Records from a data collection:
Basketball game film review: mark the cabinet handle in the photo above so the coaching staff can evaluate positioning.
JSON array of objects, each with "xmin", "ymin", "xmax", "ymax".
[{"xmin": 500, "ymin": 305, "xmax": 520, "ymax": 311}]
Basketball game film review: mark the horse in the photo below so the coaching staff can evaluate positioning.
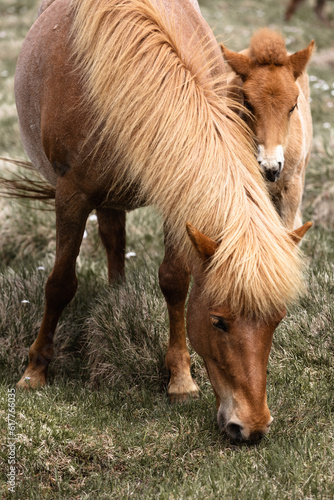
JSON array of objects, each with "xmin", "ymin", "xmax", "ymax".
[
  {"xmin": 15, "ymin": 0, "xmax": 312, "ymax": 443},
  {"xmin": 222, "ymin": 28, "xmax": 314, "ymax": 229}
]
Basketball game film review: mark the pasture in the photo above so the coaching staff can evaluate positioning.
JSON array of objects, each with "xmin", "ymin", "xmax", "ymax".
[{"xmin": 0, "ymin": 0, "xmax": 334, "ymax": 500}]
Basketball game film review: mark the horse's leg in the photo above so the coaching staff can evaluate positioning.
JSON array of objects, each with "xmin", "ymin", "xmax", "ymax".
[
  {"xmin": 17, "ymin": 178, "xmax": 92, "ymax": 389},
  {"xmin": 159, "ymin": 231, "xmax": 199, "ymax": 402},
  {"xmin": 279, "ymin": 175, "xmax": 304, "ymax": 231},
  {"xmin": 314, "ymin": 0, "xmax": 329, "ymax": 24},
  {"xmin": 96, "ymin": 208, "xmax": 126, "ymax": 282}
]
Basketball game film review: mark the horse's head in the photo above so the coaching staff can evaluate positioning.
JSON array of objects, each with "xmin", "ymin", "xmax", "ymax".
[
  {"xmin": 187, "ymin": 222, "xmax": 312, "ymax": 442},
  {"xmin": 222, "ymin": 36, "xmax": 314, "ymax": 182}
]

▶ TO DO
Render every line of the listing above as a JSON list of strings, one string per line, with blank lines left out. Leave the pictures out of your answer.

▶ THE ANSWER
[
  "Basketball game film review: mark the cabinet handle in the photo above so the coaching staff can evaluate positioning.",
  "JSON array of objects, each with \"xmin\", \"ymin\", \"xmax\", \"ymax\".",
  "[{\"xmin\": 500, \"ymin\": 305, \"xmax\": 520, \"ymax\": 311}]",
  "Basketball game film review: mark the horse in the photo below so the coaching staff can evaluate positioning.",
  "JSON array of objects, each with \"xmin\", \"ymin\", \"xmax\", \"ymax\".",
  "[",
  "  {\"xmin\": 15, \"ymin\": 0, \"xmax\": 312, \"ymax\": 443},",
  "  {\"xmin\": 222, \"ymin\": 28, \"xmax\": 314, \"ymax\": 229}",
  "]",
  "Basketball game film review: mark the pasture in the photo above so the coaching staff can evaluate positioning.",
  "JSON array of objects, each with \"xmin\", \"ymin\", \"xmax\", \"ymax\".",
  "[{\"xmin\": 0, \"ymin\": 0, \"xmax\": 334, \"ymax\": 500}]",
  "Basketball game film review: mark the horse's leg in the photo above so the coaching staff can evaluate positioning.",
  "JSON array of objects, each with \"xmin\", \"ymin\", \"xmax\", \"ymax\".",
  "[",
  "  {\"xmin\": 17, \"ymin\": 178, \"xmax\": 92, \"ymax\": 389},",
  "  {\"xmin\": 159, \"ymin\": 231, \"xmax\": 199, \"ymax\": 402},",
  "  {\"xmin\": 279, \"ymin\": 175, \"xmax\": 304, \"ymax\": 231},",
  "  {\"xmin\": 314, \"ymin\": 0, \"xmax\": 329, \"ymax\": 24},",
  "  {\"xmin\": 96, \"ymin\": 208, \"xmax\": 126, \"ymax\": 282}",
  "]",
  "Basketball game film review: mark the horse's head in the photo above so the coaching staff can evaluate positioning.",
  "JSON array of objects, each with \"xmin\", \"ymin\", \"xmax\", \"ymax\".",
  "[",
  "  {\"xmin\": 187, \"ymin\": 222, \"xmax\": 312, \"ymax\": 442},",
  "  {\"xmin\": 222, \"ymin\": 36, \"xmax\": 314, \"ymax\": 182}",
  "]"
]